- [Work request] Write out every line below that contains "above".

- [Data items]
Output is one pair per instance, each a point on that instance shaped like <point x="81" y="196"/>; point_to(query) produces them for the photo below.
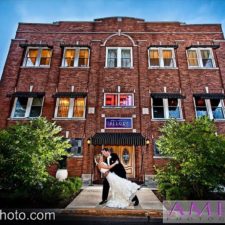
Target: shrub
<point x="197" y="165"/>
<point x="26" y="150"/>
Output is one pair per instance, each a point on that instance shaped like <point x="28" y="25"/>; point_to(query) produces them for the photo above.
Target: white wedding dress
<point x="122" y="190"/>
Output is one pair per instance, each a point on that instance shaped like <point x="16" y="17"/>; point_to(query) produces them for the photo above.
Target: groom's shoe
<point x="102" y="202"/>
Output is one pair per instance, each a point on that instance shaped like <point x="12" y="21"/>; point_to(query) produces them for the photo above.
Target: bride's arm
<point x="104" y="166"/>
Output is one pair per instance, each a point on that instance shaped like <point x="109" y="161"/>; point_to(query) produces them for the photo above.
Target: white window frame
<point x="166" y="109"/>
<point x="118" y="94"/>
<point x="71" y="107"/>
<point x="119" y="49"/>
<point x="199" y="58"/>
<point x="76" y="58"/>
<point x="209" y="109"/>
<point x="161" y="62"/>
<point x="28" y="108"/>
<point x="38" y="61"/>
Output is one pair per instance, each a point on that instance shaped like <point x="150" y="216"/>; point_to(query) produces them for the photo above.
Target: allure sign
<point x="194" y="211"/>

- [Solution for this exercise]
Output is one pair per instance, each a point on that instance shaped like <point x="28" y="25"/>; point_to(query) produces them for the photo above.
Output is one pair per instance, each a point on that instance shaped like <point x="16" y="17"/>; point_to(query) produces them for the photo above.
Output is one pair per instance, each a point on that instance shaped like <point x="12" y="21"/>; point_to(query) produces them for the photo above.
Output is one pair per instance, each a point on that instance shaped like <point x="109" y="161"/>; point_to(query) produces them for the photo above.
Output is one pair per instance, each a point on that instance shaped like <point x="150" y="216"/>; point_to(query) produces them for the photo above.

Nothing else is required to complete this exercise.